Collected data entries
● ● ● ● ● ● ●

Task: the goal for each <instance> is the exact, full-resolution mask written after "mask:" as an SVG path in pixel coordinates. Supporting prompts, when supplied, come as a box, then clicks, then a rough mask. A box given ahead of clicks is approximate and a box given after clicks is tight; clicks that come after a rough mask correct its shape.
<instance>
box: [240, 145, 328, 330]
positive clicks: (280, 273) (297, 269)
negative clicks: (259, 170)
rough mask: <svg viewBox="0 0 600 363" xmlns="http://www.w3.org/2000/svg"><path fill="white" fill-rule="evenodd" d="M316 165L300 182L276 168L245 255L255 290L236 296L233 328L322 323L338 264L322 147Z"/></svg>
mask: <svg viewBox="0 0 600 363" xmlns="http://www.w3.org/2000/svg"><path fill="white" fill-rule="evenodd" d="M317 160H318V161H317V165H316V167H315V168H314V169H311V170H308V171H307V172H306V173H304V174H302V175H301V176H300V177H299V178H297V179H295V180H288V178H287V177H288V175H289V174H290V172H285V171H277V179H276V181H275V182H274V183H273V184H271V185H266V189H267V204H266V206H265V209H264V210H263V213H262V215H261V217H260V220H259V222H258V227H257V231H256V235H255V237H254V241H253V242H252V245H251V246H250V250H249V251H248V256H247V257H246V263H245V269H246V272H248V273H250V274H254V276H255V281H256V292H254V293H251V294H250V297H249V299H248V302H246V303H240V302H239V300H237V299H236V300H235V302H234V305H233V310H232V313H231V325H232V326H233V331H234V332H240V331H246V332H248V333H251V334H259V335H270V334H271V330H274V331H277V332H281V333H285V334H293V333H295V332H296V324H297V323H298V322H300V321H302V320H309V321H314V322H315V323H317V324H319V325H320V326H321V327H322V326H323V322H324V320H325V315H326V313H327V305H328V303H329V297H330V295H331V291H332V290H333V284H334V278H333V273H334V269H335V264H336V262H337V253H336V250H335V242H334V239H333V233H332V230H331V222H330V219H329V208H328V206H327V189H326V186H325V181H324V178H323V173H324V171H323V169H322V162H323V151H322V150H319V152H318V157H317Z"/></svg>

● ● ● ● ● ● ●

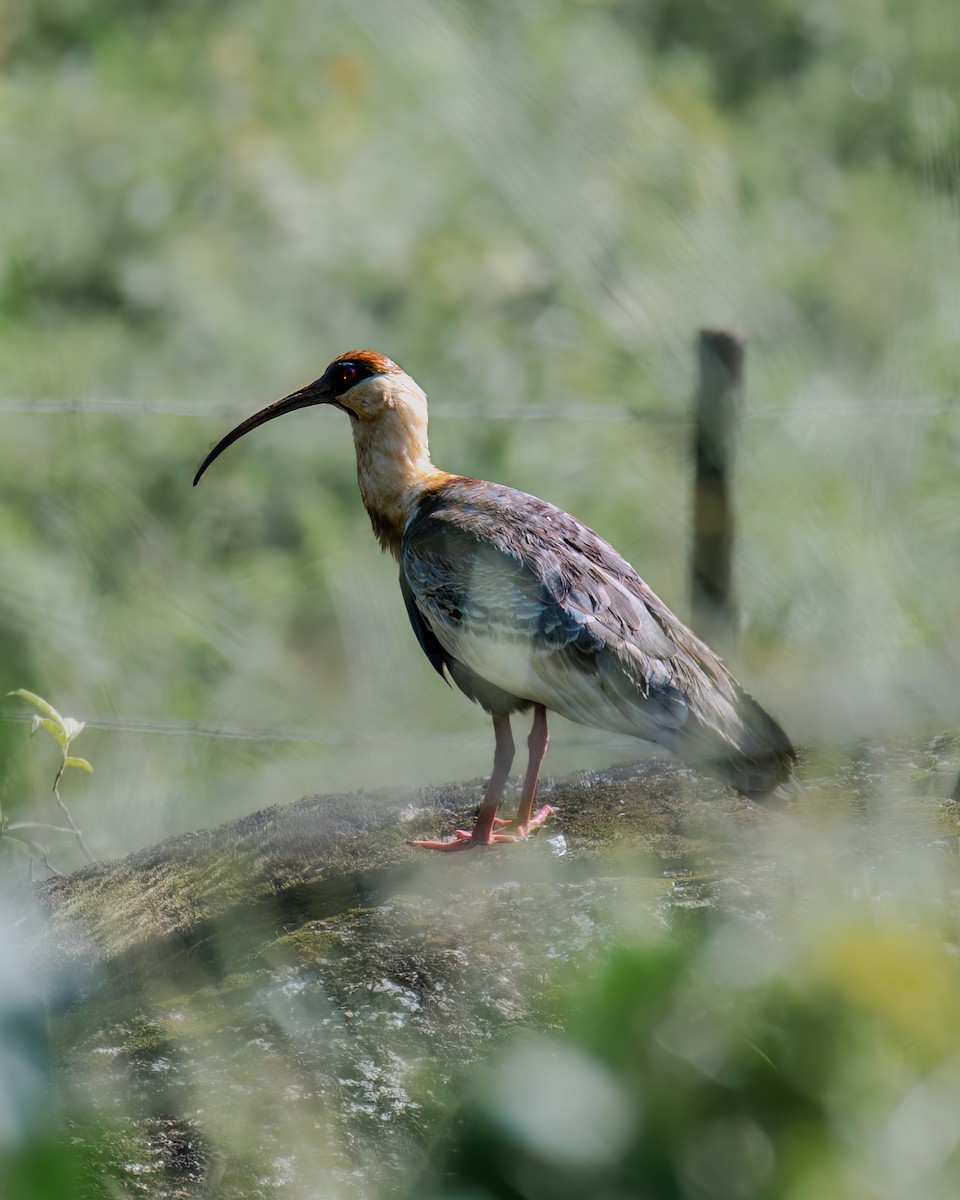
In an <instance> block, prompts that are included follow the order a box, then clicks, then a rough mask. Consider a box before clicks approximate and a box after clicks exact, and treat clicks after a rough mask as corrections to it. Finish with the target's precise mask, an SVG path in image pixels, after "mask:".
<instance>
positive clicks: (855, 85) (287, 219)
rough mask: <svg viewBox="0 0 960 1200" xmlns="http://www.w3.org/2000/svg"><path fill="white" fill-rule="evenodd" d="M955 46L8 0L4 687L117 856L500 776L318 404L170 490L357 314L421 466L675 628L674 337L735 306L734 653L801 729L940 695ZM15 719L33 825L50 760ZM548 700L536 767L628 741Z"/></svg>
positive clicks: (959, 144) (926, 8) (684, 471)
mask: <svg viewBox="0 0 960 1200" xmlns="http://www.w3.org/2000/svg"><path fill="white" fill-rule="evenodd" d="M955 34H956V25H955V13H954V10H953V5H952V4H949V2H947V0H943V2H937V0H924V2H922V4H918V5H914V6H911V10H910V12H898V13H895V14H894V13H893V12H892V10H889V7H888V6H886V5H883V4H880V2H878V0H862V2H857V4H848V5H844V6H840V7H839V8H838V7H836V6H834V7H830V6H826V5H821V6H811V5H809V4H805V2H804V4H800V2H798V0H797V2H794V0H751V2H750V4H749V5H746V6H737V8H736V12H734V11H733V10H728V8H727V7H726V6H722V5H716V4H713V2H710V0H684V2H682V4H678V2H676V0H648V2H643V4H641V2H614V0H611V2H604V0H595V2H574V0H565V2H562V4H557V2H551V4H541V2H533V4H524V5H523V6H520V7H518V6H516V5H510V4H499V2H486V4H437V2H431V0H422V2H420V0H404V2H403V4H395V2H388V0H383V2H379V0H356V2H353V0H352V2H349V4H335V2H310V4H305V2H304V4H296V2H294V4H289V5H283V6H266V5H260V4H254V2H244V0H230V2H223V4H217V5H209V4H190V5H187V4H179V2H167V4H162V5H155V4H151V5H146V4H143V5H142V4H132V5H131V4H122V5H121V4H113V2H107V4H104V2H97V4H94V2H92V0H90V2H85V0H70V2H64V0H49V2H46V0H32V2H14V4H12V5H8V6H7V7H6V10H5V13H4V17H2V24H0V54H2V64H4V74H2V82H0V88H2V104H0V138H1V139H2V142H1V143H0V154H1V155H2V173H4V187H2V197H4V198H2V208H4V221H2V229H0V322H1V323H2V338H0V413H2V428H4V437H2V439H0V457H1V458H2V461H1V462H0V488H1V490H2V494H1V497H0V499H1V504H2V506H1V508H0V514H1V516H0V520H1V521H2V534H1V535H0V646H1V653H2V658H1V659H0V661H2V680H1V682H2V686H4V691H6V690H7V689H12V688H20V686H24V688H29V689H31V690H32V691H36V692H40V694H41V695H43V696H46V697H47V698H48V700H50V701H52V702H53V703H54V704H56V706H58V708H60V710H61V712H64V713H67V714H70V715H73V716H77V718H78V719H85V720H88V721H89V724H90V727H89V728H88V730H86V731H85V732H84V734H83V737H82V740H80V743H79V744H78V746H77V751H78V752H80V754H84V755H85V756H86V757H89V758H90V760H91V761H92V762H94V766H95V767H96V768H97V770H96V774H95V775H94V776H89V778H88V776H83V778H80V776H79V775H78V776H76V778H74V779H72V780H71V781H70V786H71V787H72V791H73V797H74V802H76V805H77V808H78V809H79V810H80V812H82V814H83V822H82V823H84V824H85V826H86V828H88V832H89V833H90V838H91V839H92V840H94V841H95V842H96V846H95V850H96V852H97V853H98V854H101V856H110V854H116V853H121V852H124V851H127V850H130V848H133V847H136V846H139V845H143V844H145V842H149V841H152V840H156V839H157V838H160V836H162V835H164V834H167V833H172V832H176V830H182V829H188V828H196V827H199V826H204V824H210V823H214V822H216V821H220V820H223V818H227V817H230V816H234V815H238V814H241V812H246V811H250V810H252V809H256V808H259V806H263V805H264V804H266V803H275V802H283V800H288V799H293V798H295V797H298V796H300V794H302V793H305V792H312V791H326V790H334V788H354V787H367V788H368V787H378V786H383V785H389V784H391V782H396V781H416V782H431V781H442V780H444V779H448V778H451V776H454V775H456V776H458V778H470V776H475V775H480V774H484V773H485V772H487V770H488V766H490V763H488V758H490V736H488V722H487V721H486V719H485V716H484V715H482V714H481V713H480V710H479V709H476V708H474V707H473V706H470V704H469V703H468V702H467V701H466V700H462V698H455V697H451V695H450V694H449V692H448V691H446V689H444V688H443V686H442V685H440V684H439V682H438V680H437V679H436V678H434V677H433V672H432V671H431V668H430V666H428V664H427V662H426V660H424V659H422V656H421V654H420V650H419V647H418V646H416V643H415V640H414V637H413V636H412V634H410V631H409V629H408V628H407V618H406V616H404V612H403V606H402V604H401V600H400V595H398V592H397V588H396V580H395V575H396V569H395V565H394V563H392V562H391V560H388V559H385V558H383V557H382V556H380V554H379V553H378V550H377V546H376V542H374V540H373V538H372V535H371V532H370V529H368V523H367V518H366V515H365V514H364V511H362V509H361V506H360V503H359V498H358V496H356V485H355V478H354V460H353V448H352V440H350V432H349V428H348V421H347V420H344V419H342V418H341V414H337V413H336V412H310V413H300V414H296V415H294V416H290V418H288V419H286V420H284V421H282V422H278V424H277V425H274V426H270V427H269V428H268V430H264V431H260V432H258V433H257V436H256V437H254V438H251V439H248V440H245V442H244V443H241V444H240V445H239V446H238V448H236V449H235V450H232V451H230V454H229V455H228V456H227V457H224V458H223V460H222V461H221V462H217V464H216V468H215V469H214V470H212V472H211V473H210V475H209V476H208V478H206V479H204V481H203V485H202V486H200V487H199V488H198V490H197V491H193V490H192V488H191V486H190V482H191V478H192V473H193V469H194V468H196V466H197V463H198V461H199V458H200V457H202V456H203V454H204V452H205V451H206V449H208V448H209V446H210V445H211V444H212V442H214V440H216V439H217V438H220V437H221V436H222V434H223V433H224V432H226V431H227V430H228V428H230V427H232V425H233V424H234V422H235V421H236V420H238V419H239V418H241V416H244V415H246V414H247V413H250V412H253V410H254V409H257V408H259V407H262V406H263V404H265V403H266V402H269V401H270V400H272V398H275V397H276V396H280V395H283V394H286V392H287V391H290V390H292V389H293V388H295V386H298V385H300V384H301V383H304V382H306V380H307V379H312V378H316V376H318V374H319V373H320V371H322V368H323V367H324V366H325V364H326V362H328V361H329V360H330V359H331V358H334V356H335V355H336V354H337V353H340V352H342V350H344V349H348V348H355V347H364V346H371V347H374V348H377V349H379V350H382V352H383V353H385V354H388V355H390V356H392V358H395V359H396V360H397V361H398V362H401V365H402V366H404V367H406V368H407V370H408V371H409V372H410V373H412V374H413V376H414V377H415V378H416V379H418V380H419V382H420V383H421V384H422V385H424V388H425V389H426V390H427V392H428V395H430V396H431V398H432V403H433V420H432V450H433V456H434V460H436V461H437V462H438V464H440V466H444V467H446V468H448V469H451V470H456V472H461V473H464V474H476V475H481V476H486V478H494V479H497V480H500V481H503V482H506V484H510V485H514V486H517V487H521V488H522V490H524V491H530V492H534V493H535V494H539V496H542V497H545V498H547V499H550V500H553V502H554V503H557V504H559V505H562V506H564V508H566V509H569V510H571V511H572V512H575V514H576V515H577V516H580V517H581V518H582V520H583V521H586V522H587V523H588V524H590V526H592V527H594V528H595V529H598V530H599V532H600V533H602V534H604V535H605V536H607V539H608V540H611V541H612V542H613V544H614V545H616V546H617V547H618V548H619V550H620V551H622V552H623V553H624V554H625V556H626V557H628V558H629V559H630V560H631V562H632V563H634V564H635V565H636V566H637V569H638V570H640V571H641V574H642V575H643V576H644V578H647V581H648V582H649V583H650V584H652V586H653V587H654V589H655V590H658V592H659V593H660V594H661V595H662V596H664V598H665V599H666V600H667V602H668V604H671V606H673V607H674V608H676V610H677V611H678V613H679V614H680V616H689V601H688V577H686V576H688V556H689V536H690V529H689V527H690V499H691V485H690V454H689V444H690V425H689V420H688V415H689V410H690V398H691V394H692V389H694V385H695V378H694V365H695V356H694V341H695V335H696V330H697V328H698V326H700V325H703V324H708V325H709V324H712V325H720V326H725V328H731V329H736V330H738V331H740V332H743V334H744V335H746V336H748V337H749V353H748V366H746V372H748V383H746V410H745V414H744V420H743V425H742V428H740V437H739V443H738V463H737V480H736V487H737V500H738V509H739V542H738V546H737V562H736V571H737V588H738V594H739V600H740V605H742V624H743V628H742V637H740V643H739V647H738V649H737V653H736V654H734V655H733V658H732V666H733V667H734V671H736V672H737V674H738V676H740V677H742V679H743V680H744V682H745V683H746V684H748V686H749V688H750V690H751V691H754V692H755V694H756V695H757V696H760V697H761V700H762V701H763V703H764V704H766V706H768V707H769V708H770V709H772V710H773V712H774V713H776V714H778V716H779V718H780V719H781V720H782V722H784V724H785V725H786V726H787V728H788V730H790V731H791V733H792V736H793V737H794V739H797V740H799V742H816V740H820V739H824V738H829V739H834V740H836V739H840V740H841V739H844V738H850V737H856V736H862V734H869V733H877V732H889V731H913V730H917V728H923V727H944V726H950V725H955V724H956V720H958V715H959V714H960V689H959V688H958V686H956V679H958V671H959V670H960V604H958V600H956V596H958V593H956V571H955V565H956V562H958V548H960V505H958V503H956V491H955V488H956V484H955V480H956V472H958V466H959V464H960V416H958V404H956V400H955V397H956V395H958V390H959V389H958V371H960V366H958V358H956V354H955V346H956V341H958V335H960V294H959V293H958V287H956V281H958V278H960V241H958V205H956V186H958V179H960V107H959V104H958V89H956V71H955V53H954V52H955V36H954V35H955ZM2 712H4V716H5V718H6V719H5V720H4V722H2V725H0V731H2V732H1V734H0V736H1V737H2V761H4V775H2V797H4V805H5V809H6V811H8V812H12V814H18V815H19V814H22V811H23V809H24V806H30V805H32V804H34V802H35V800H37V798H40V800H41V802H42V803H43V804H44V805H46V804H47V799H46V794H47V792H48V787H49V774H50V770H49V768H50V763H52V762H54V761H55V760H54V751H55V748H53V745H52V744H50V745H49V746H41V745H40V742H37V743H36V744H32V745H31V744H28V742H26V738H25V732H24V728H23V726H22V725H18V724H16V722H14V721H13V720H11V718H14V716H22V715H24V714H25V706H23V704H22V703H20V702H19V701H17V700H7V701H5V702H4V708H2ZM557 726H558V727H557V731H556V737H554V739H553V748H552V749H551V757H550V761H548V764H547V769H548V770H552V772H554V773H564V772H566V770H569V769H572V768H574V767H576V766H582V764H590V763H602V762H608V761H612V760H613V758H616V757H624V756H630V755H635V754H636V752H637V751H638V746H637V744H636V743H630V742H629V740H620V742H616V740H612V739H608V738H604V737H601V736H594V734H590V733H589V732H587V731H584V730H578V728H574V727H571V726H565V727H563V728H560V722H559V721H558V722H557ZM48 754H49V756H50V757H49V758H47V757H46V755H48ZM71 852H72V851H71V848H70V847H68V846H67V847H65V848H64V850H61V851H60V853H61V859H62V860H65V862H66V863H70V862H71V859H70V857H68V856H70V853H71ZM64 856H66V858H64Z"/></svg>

● ● ● ● ● ● ●

--- Problem to work on ---
Look through the data above for the string "prompts" and copy every line where it appears.

--- Reply to the exercise ---
Task: the goal for each <instance> is the exact, full-resolution mask written after "mask:" as an SVG path in pixel coordinates. Supporting prompts, when supplied, come as a box, then clicks, then a rough mask. A box given ahead of clicks is approximate and a box given after clicks is tight; clicks that come after a rough mask correct its shape.
In an <instance> block, prompts that are included follow the order a box, then clicks, then a rough mask. Consider a box before clicks approximate and a box after clicks exact, and treat clicks after a rough mask as corrections to it. Finish with the target's precise mask, an SVG path in image pixels, after "mask:".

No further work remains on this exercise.